[[ Dataset records, beginning ]]
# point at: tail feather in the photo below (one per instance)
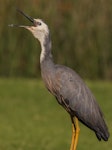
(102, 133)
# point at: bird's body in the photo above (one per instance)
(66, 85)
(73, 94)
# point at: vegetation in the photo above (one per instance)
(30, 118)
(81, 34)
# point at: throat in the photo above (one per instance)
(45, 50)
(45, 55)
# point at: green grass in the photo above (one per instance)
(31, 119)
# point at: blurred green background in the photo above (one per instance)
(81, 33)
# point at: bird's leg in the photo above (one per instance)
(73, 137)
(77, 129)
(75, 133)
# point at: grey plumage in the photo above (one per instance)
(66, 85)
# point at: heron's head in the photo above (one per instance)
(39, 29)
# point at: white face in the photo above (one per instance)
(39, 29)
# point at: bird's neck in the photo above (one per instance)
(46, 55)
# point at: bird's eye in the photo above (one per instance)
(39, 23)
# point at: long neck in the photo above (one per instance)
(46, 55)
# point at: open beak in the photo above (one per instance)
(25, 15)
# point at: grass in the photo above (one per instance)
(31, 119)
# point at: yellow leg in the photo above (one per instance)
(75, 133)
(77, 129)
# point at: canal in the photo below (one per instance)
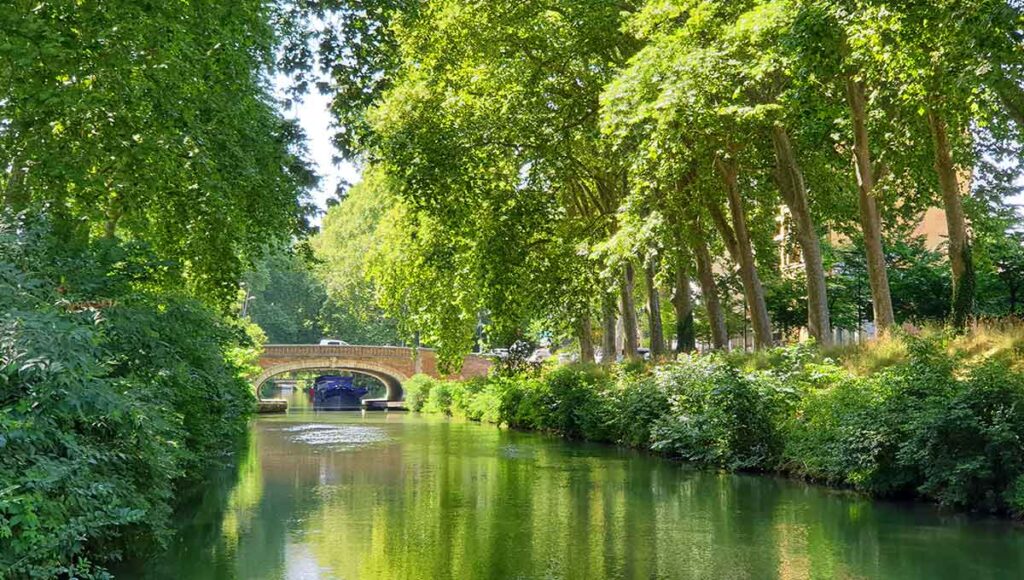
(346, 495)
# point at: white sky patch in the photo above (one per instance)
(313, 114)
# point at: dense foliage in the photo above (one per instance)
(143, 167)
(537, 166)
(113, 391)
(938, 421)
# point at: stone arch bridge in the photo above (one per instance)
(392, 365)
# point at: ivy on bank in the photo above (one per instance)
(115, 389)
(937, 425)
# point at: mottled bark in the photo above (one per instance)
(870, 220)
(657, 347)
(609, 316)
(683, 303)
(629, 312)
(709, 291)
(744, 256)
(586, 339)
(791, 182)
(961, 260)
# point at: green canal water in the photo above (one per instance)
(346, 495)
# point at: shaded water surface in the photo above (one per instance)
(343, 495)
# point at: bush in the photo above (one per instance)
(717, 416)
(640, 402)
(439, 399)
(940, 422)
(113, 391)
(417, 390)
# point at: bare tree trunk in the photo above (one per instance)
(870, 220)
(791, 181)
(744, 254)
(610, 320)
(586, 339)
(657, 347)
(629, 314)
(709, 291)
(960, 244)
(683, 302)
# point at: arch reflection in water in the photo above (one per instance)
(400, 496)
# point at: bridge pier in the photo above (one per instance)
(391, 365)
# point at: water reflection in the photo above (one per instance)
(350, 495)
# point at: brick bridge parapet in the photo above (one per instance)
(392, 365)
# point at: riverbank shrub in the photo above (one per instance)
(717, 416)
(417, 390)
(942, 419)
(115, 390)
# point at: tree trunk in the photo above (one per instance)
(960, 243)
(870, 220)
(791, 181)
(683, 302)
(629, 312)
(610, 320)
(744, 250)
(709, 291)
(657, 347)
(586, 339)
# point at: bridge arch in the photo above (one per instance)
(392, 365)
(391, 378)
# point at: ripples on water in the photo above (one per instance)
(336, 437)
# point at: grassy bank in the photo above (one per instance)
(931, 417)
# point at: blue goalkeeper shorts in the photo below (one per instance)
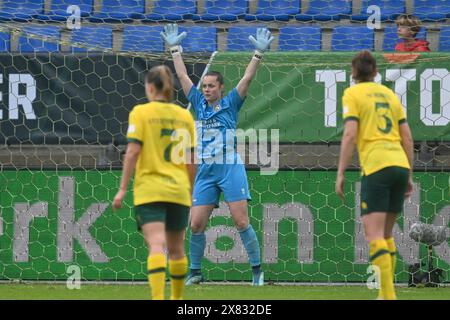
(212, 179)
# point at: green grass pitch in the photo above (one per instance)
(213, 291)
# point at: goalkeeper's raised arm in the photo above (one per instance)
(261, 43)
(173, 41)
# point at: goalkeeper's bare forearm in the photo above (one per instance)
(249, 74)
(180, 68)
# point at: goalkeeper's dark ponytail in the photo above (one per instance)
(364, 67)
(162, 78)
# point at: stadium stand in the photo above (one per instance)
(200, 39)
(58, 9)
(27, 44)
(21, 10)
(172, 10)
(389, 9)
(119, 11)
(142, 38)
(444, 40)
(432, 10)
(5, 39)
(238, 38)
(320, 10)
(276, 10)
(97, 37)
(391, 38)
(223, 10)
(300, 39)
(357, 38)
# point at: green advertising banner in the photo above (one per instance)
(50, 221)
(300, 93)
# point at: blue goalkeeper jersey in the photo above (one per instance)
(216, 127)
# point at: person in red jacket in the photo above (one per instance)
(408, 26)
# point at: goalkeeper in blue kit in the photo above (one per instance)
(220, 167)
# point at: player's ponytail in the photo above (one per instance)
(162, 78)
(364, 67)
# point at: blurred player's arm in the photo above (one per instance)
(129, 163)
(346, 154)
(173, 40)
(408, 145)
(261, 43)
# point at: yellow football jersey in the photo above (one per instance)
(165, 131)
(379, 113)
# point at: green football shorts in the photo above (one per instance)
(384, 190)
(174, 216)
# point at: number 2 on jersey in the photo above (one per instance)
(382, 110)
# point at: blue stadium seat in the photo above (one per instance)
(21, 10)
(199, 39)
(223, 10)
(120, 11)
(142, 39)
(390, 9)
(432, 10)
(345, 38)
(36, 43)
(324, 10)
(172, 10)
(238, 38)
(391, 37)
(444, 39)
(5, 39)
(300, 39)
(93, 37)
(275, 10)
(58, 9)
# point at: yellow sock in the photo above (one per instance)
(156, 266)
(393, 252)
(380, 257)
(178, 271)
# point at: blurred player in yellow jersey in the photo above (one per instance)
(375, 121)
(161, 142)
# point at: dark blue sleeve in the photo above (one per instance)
[[ Dataset records, end ]]
Requirement
For each entry, repeat its text exactly and leave out any picture it holds.

Output of the exercise
# point at: tail feather in the photo below (one per instance)
(102, 133)
# point at: bird's body in the photo above (one per instance)
(66, 85)
(73, 94)
# point at: vegetation in the photo above (one per instance)
(30, 118)
(81, 34)
# point at: throat in the photo above (one per instance)
(45, 50)
(45, 55)
# point at: green grass in the photo above (one per instance)
(31, 119)
# point at: blurred green background in the photo above (one per instance)
(81, 33)
# point at: bird's leg in the photo above (one per instance)
(73, 137)
(77, 129)
(75, 133)
# point at: grey plumage in the photo above (one per instance)
(66, 85)
# point at: heron's head in the photo above (one per instance)
(39, 29)
# point at: white face in the photo above (one per instance)
(39, 29)
# point at: bird's neck in the photo above (one per instance)
(46, 55)
# point at: bird's eye in the photo above (one per instance)
(39, 23)
# point at: long neck in the photo above (one per instance)
(46, 55)
# point at: open beak in the photo above (one per instance)
(25, 15)
# point at: grass in the photo above (one per instance)
(31, 119)
# point at: yellow leg in the photo above (one per instance)
(75, 133)
(77, 129)
# point at: canal in the photo below (one per instance)
(346, 495)
# point at: white sky patch in the photo above (one per instance)
(313, 114)
# point at: dense foliage in the photo above (one per instance)
(143, 167)
(537, 166)
(113, 391)
(938, 421)
# point at: stone arch bridge in the photo above (one per instance)
(392, 365)
# point at: ivy on bank in the photo above (one per instance)
(115, 389)
(937, 425)
# point at: mottled bark in the photo above (one per instance)
(870, 220)
(657, 347)
(609, 316)
(683, 303)
(629, 312)
(709, 291)
(744, 256)
(586, 339)
(791, 182)
(961, 260)
# point at: green canal water in the photo above (one per instance)
(346, 495)
# point at: shaded water surface in the photo above (one per instance)
(343, 495)
# point at: bush in the photo above (one per instance)
(717, 416)
(640, 402)
(439, 399)
(940, 422)
(113, 391)
(417, 390)
# point at: bare tree trunk in the photo above (one per instance)
(870, 220)
(791, 181)
(744, 254)
(610, 320)
(586, 339)
(657, 347)
(629, 314)
(709, 291)
(960, 244)
(683, 302)
# point at: arch reflection in water in the photo above (one per instance)
(400, 496)
# point at: bridge pier in the photo above (one per instance)
(391, 365)
# point at: water reflection in the photo above (one per instance)
(350, 495)
# point at: brick bridge parapet in the photo above (one per instance)
(392, 365)
# point at: riverbank shrub in the photo above (one per instance)
(717, 416)
(417, 390)
(942, 419)
(115, 390)
# point at: tree trunk in the photo above (one per instance)
(960, 243)
(870, 220)
(791, 181)
(683, 302)
(629, 312)
(610, 320)
(744, 250)
(709, 291)
(657, 347)
(586, 339)
# point at: bridge arch in the photo above (one per instance)
(392, 365)
(391, 378)
# point at: ripples on water in the photo above (one per instance)
(336, 437)
# point at: grassy bank in the photo above (one per instance)
(931, 417)
# point at: blue goalkeeper shorts in the photo below (one per instance)
(212, 179)
# point at: green grass pitch in the photo above (one per instance)
(213, 291)
# point at: goalkeeper's raised arm in the photo above (one per instance)
(261, 43)
(173, 41)
# point at: goalkeeper's bare forearm in the photo above (one per instance)
(249, 74)
(180, 68)
# point at: goalkeeper's dark ponytail in the photo above (one per instance)
(364, 67)
(162, 78)
# point at: stadium stand in the photo above (one per instance)
(200, 39)
(58, 9)
(27, 44)
(21, 10)
(172, 10)
(389, 9)
(119, 11)
(142, 38)
(444, 40)
(432, 10)
(5, 39)
(238, 38)
(320, 10)
(276, 10)
(97, 37)
(391, 38)
(223, 10)
(300, 39)
(357, 38)
# point at: green advertising banner in the photo above (one per instance)
(50, 221)
(300, 93)
# point at: blue goalkeeper jersey in the photo above (one per instance)
(216, 127)
# point at: person in red jacket in the photo above (one per instance)
(408, 26)
# point at: goalkeeper in blue kit in the photo above (one per instance)
(220, 167)
# point at: player's ponytail in the photo above (one per instance)
(162, 78)
(364, 67)
# point at: blurred player's arm in the photo above (one per instance)
(129, 163)
(346, 154)
(173, 40)
(408, 145)
(261, 43)
# point at: yellow football jersey in the photo above (one per instance)
(165, 131)
(379, 113)
# point at: green football shorts in the photo above (one per instance)
(384, 190)
(174, 216)
# point at: number 2 on jersey in the photo above (one per instance)
(382, 110)
# point at: blue stadium seat in the photo above (one per instance)
(21, 10)
(199, 39)
(223, 10)
(120, 11)
(142, 39)
(390, 9)
(432, 10)
(345, 38)
(36, 43)
(324, 10)
(172, 10)
(238, 38)
(391, 37)
(444, 39)
(5, 39)
(300, 39)
(93, 37)
(275, 10)
(58, 9)
# point at: yellow sock in the photo above (one per instance)
(156, 266)
(393, 252)
(380, 257)
(178, 271)
# point at: blurred player in yellow jersey in the photo above (one per instance)
(375, 121)
(161, 142)
# point at: dark blue sleeve in the photo above (one per instance)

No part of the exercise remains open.